| WHAT IS EXPECTED |
Write the next part of the corporate risk-factor excerpt, beginning after its final sentence on the Company's U.S. patents.

New products may not be developed to satisfy changes in consumer demands:
The failure to develop new technologies, or react to changes in existing technologies, could materially delay development of new products, which could result in decreased revenues and a loss of market share to competitors. Financial performance depends on the ability to design, develop, manufacture, assemble, test, market and support new products and enhancements on a timely and cost-effective basis. New product opportunities may not be identified and developed and brought to market in a timely and cost-effective manner. Products or technologies developed by other companies may render products or technologies obsolete or noncompetitive, or a fundamental shift in technologies in the product markets could have a material adverse effect on the Company’s competitive position within historic industries.
Failure to protect intellectual property rights could adversely affect future performance and growth:
Failure to protect existing intellectual property rights may result in the loss of valuable technologies or paying other companies for infringing on their intellectual property rights. The Company relies on patent, trade secret, trademark and copyright law to protect such technologies. There is no assurance any of the Company’s U.S. patents will not be invalidated, circumvented, challenged or licensed to other companies.

| DATA LINES |
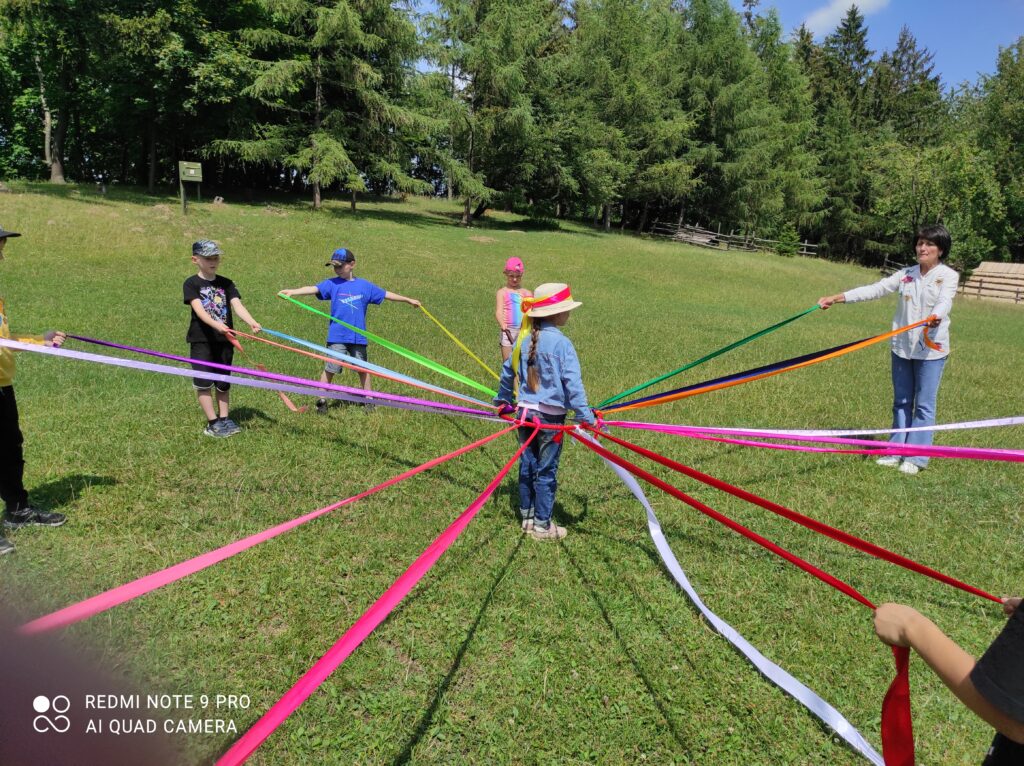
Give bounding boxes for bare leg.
[196,386,217,420]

| RESULT |
Production time and the overall cost of products could increase if any of the primary suppliers are lost or if a primary supplier increased the prices of raw materials:
Manufacturing operations depend upon obtaining adequate supplies of raw materials on a timely basis. The results of operations could be adversely affected if adequate supplies of raw materials cannot be obtained in a timely manner or if the costs of raw materials increased significantly.
Fluctuations in quarterly and annual operating results make it difficult to predict future performance:
Quarterly and annual operating results are likely to fluctuate in the future due to a variety of factors, some of which are beyond management’s control. As a result of quarterly operating fluctuations, it is important to realize quarter-to-quarter comparisons of operating results are not necessarily meaningful and should not be relied upon as indicators of future performance.
10
The Company may not be able to reduce operating costs quickly enough if sales decline:
Operating expenses are generally fixed in nature and largely based on anticipated sales. However, should future sales decline significantly and rapidly, there is no guarantee management could take actions that would further reduce operating expenses in either a timely manner or without seriously impacting the operations of the Company.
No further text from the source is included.